• _Provided text_
=== Section Start ===
What new collaborations have been created as a result of this effort?

Several have been created. QMCPack is not new but was part of our proposal and is a very important one. When you make an interface between two very complex programs like GAMESS and QMCPack, that’s a very nontrivial exercise. In terms of new collaborations, we’ve been talking very fruitfully with the people from the data transfer kit, DTK; they are in Oak Ridge. We are also talking with the people from Swift, who are at Argonne. They are also part of the ECP, so they’ve been very helpful in the discussion concerning how to make this interface work really smoothly. Those two are the main new collaborations.

So you have new relationships that have been established because of working under the ECP umbrella?

Yes, it would have never happened without the ECP.

Has your research taken advantage of any of the ECP’s allocations of computer time?

Yes, absolutely. We have an allocation, and it has been used almost entirely for test runs of the GAMESS–QMCPack interface. We’ve used about 10 percent of our allocation. We’ll probably use it all well before the end of the year—it’s helpful.

What’s the next big thing that’s coming up for your project?
=== Section End ===
• _What you have to do_
Please list every question the interviewer asks in the interview excerpt, quoting each one in full.

• _Information shown_
=== Section Start ===
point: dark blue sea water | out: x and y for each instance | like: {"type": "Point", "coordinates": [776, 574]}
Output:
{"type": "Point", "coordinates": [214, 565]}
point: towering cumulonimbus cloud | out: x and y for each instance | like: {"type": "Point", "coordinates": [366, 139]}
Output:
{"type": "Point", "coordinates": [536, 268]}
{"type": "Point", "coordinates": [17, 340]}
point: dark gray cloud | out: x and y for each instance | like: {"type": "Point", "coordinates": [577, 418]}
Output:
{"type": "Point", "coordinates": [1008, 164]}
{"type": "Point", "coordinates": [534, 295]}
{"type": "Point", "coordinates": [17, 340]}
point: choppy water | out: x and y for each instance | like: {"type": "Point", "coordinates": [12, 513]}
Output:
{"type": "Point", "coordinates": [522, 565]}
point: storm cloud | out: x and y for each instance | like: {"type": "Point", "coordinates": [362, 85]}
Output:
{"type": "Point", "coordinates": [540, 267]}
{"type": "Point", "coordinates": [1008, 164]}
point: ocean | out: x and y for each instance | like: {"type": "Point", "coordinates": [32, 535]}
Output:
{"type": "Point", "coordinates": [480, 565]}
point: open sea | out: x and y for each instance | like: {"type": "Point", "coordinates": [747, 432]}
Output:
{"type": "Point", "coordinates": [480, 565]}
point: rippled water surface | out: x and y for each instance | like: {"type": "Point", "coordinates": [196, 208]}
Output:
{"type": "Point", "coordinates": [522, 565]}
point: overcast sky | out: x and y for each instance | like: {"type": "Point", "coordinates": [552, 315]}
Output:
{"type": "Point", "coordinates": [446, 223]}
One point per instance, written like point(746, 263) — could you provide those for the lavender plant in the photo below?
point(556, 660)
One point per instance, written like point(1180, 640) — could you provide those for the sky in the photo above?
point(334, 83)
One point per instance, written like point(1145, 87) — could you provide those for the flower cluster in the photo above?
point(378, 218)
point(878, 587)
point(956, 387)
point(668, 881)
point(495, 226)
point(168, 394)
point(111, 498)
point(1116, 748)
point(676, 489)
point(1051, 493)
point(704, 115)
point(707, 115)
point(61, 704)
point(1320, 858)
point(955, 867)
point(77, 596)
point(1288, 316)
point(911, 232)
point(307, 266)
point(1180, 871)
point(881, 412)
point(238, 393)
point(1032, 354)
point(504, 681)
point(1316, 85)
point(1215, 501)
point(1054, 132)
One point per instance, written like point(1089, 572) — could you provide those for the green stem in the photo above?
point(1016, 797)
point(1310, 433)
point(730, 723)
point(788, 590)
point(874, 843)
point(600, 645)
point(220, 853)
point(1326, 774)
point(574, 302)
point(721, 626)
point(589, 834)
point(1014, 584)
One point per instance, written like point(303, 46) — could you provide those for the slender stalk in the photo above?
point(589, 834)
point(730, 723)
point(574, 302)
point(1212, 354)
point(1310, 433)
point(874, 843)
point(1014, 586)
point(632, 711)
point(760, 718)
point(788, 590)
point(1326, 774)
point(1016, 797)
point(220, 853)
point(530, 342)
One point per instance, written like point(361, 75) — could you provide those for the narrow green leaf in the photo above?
=== Section End ===
• _Exercise solution_
1. What new collaborations have been created as a result of this effort?
2. So you have new relationships that have been established because of working under the ECP umbrella?
3. Has your research taken advantage of any of the ECP's allocations of computer time?
4. What's the next big thing that's coming up for your project?